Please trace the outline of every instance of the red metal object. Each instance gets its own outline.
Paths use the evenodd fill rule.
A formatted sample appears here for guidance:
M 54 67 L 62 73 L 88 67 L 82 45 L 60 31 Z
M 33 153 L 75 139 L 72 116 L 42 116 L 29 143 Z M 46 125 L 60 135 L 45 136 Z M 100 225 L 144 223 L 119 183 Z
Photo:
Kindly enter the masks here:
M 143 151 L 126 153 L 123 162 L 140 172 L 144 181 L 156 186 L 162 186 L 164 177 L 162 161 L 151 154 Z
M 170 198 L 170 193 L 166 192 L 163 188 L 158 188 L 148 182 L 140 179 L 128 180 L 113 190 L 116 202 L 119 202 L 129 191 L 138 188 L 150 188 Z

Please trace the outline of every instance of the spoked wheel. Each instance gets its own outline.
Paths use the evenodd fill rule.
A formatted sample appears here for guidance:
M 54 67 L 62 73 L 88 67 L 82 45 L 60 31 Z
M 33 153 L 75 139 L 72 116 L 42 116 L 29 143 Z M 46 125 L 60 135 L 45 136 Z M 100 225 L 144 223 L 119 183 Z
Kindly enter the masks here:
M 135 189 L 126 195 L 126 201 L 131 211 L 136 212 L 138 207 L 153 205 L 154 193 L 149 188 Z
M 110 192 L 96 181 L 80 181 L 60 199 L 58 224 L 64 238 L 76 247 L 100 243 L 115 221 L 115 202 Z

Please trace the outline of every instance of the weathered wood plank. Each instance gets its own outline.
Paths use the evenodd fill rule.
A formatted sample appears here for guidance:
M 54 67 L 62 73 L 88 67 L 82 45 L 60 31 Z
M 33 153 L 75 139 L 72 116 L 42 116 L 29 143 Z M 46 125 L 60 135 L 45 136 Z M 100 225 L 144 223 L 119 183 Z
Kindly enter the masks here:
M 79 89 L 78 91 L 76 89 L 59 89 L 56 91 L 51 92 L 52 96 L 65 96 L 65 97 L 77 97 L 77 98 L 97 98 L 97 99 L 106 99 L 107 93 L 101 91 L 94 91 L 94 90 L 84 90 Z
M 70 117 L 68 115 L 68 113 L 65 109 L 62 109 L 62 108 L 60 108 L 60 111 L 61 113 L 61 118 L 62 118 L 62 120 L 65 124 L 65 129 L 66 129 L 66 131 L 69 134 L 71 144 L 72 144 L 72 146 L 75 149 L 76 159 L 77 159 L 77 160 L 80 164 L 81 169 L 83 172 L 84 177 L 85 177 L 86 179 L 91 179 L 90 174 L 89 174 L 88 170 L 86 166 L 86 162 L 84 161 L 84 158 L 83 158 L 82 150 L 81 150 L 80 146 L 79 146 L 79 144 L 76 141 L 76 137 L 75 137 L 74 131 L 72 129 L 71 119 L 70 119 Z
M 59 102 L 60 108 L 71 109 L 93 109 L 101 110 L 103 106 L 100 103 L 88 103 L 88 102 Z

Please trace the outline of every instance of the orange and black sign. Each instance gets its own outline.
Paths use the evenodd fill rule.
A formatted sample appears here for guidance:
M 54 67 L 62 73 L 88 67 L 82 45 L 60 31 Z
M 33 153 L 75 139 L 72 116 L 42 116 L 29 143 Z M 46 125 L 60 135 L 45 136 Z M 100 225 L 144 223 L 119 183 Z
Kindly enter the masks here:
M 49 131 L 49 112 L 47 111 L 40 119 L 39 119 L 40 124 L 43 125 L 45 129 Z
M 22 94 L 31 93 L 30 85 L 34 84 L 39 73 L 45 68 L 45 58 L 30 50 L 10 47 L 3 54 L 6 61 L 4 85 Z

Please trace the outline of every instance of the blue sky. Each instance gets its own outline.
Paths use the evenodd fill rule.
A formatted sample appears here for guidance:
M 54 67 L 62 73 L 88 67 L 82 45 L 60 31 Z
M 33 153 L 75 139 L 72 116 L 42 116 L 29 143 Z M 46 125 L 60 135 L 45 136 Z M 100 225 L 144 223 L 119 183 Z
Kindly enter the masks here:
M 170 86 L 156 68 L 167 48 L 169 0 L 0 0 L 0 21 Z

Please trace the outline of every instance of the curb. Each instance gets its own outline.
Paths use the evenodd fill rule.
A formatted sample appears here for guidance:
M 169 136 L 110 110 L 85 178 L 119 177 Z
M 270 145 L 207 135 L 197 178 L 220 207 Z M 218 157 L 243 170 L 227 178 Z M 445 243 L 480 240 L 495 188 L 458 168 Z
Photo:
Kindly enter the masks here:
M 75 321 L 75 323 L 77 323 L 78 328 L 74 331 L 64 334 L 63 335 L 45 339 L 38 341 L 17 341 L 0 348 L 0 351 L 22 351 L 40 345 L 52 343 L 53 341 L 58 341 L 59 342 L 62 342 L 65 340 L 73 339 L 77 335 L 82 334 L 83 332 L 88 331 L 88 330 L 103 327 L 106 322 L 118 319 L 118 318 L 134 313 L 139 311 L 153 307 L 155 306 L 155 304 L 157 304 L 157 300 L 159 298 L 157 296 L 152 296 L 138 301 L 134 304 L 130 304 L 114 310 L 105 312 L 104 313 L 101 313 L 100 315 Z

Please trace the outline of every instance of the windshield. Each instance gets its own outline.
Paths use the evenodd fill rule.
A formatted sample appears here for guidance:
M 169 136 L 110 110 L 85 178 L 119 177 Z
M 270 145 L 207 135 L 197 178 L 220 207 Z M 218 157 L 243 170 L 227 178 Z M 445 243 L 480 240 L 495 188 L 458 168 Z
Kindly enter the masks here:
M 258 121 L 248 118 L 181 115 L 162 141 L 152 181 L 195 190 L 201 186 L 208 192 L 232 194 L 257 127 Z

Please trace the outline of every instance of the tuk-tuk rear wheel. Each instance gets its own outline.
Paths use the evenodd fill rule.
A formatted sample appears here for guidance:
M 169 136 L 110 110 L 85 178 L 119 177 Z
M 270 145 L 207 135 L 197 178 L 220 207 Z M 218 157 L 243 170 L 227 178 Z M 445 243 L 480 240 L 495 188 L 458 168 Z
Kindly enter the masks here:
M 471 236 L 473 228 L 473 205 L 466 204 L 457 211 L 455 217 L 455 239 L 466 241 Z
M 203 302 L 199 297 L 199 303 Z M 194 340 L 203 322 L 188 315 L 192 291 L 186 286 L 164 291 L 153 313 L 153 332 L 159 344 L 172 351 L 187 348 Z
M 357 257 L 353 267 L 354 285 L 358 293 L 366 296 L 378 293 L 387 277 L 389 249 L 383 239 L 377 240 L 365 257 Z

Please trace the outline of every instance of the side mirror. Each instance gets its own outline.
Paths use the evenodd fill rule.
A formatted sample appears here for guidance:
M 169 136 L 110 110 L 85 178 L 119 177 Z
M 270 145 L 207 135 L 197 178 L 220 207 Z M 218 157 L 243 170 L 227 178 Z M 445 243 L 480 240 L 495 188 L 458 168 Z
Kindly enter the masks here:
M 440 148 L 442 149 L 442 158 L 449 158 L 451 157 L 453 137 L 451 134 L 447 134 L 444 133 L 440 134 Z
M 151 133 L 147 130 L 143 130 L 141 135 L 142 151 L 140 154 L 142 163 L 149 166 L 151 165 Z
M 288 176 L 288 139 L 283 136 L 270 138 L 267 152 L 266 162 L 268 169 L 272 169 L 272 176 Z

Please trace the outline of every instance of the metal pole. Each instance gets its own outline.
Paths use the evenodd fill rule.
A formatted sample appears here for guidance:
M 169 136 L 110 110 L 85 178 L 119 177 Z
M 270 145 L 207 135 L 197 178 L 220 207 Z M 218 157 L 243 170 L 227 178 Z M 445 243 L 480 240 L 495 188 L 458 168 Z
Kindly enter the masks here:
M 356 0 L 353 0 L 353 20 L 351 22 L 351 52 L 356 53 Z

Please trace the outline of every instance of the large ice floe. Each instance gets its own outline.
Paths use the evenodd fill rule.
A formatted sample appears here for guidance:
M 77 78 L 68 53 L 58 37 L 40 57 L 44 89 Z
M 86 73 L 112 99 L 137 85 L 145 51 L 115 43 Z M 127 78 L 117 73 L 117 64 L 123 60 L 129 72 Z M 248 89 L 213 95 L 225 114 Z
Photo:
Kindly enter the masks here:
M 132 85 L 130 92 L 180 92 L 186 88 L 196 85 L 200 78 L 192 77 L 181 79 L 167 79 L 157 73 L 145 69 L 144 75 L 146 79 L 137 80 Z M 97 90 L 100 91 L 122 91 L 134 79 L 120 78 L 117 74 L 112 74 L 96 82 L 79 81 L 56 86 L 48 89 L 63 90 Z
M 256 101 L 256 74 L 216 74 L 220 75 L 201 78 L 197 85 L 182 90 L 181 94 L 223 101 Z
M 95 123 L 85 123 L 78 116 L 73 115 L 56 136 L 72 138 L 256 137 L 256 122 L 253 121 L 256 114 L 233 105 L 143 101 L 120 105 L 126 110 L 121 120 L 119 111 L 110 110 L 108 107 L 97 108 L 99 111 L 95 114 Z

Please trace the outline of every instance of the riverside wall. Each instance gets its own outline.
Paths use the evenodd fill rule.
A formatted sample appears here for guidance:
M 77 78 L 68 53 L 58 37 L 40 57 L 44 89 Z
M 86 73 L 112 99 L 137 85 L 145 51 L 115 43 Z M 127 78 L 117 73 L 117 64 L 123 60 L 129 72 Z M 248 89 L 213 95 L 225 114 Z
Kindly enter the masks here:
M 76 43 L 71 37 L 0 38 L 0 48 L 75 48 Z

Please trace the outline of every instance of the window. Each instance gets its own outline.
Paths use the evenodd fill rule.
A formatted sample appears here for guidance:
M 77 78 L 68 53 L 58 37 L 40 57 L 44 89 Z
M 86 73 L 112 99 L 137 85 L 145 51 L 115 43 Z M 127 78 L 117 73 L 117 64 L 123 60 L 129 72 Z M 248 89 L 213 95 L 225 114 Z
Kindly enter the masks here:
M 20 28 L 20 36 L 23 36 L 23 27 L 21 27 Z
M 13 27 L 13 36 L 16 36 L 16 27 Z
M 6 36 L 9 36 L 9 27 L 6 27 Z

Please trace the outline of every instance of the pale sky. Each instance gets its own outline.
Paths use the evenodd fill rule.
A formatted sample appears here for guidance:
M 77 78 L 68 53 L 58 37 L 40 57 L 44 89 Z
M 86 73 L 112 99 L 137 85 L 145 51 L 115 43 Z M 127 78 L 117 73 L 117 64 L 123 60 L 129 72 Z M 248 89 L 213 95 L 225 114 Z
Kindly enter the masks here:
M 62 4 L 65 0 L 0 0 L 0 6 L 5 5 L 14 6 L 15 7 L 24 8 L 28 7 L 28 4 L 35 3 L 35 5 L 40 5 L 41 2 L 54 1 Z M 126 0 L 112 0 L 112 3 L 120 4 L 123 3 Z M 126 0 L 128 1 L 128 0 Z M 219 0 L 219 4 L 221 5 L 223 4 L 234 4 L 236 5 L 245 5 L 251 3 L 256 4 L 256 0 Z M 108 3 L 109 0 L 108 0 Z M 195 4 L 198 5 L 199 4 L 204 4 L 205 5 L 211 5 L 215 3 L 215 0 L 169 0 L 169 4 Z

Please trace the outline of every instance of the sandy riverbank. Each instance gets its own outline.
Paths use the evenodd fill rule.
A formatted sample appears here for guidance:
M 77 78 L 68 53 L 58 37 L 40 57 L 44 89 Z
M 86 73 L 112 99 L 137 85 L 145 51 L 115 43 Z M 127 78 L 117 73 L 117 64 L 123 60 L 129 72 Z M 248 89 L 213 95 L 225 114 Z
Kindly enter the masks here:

**Exercise:** Put everything from the start of the entries down to the line containing "M 143 151 L" into a Markdown table with the columns Row and Line. Number each row and leave out blank lines.

**Completed task:**
| Row | Line |
|---|---|
| 1 | Please trace the outline of every instance of the red metal object. Each instance gets its own outline. |
| 2 | Paths use the evenodd fill rule. |
| 3 | A formatted sample appears here for guidance: |
| 4 | M 54 67 L 62 73 L 88 67 L 82 45 L 60 31 Z |
| 5 | M 33 153 L 75 139 L 72 116 L 42 116 L 29 143 Z M 46 125 L 60 135 L 45 136 Z M 100 225 L 144 223 L 119 183 Z |
| 6 | Photo: |
| 7 | Kindly enter the masks here: |
| 8 | M 143 151 L 126 153 L 123 162 L 140 172 L 144 181 L 156 186 L 162 186 L 164 177 L 162 161 L 151 154 Z |